# buy XEI?



## jargey3000 (Jan 25, 2011)

not that i always follow Stockchase recs., but saw following rec. for XIE this morning. Is it a good time buy, for someone looking for a long-term divvy ETF.?(I'm sure I'll get a consensus opinion here...as always):




iShares S&P/TSX Equity IncomeTOP PICK XEI-T
1d $18.38
-0.04 (0.22%)​

Provides a good opportunity for investors who want strong dividend income with established Canadian companies, but don't want a lot of risk. Top holdings are in pipelines, banks, utilities and telecoms. Still down 14% YTD, so represents a good buying opportunity. High quality companies. Low MER. Yield is 5.64%.


----------



## agent99 (Sep 11, 2013)

I would check the break-down of the distribution yield. At that rate, it likely includes a fair amount of ROC. Not taxed as dividend income if in a taxable account. ROC amount may depend on market growth and options trading. Looks like it might have been about 86% dividends in past years, which is not bad, I guess. 
If you already own some of the major stocks the fund owns, then maybe adding to those would provide the income you desire and you are then in control of just what you own.

I read somewhere recently, that equity ETFs and especially index funds are a way fund companies can market the good with the junk. So maybe look at what this fund holds beyond the top 10 they show on their site.


----------



## scorpion_ca (Nov 3, 2014)

A picture is worth a thousand word....


----------



## james4beach (Nov 15, 2012)

scorpion_ca said:


> A picture is worth a thousand word....


Actually this isn't specific to XEI. Just about all dividend ETFs in Canada and the US have underperformed the index over recent years.

Of the various dividend ETFs though, I believe that *CDZ* has done the best at keeping up with the benchmark index performance. CDZ is also better diversified than XEI, so if I really had to buy a dividend ETF, that's what I'd buy.

Strictly speaking though, a person would be better off just holding the benchmark index XIC and selling amounts as needed to generate their own "dividend". This is also more tax efficient.


----------



## james4beach (Nov 15, 2012)

(delete duplicate)


----------

**WRITTEN EXERCISE:**
Quote the XEI forum thread above word for word, from "not that i always" to "Yield is 5.64%.".

**STORED RECORDS:**
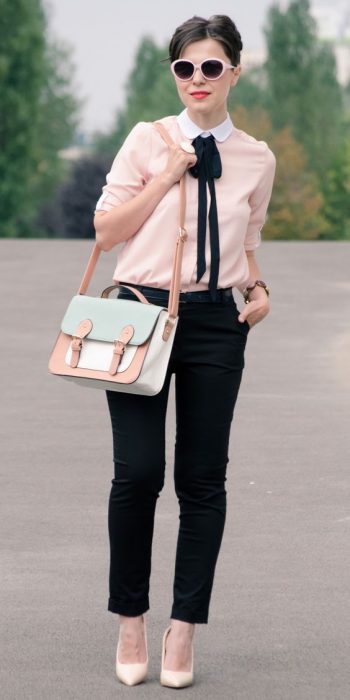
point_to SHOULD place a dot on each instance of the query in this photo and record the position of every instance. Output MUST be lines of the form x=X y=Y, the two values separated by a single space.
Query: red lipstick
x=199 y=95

* * *

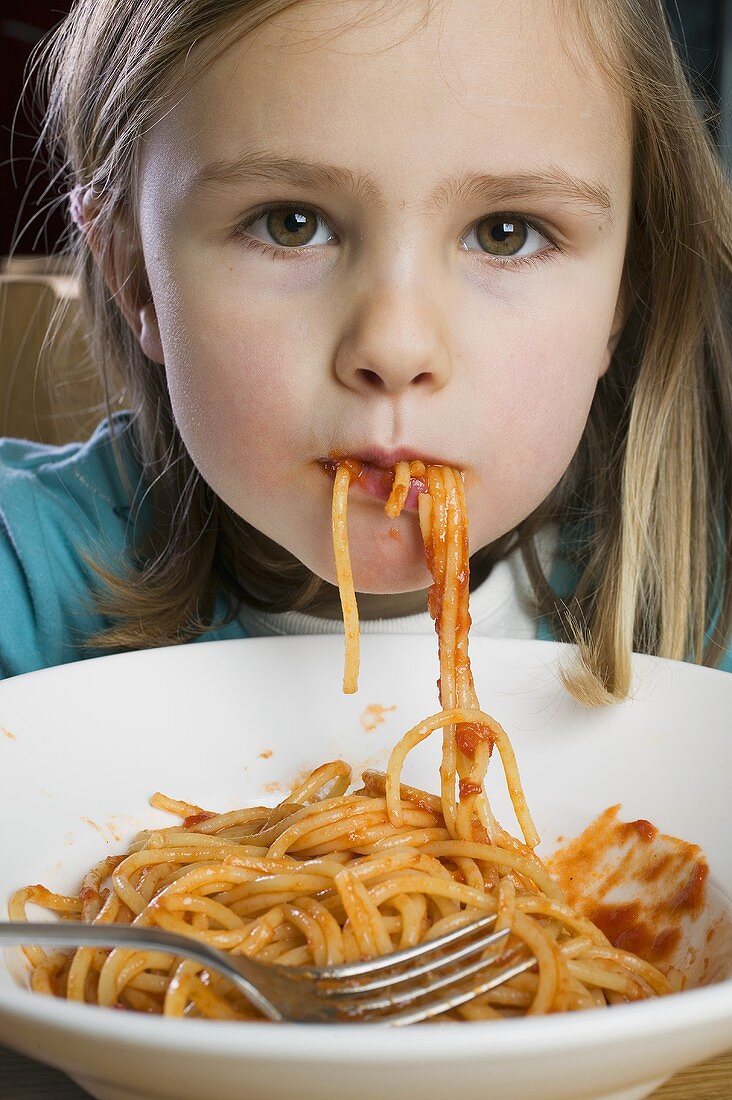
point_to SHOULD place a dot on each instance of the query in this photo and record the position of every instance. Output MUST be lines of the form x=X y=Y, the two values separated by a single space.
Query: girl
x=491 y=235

---

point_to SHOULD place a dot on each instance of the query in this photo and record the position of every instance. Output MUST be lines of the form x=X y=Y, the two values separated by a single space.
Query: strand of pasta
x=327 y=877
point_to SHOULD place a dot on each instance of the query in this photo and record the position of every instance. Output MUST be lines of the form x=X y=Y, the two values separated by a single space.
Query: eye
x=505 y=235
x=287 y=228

**COMPLETE RESPONSE:**
not that i always follow Stockchase recs., but saw following rec. for XIE this morning. Is it a good time buy, for someone looking for a long-term divvy ETF.?(I'm sure I'll get a consensus opinion here...as always):




iShares S&P/TSX Equity IncomeTOP PICK XEI-T
1d $18.38
-0.04 (0.22%)​

Provides a good opportunity for investors who want strong dividend income with established Canadian companies, but don't want a lot of risk. Top holdings are in pipelines, banks, utilities and telecoms. Still down 14% YTD, so represents a good buying opportunity. High quality companies. Low MER. Yield is 5.64%.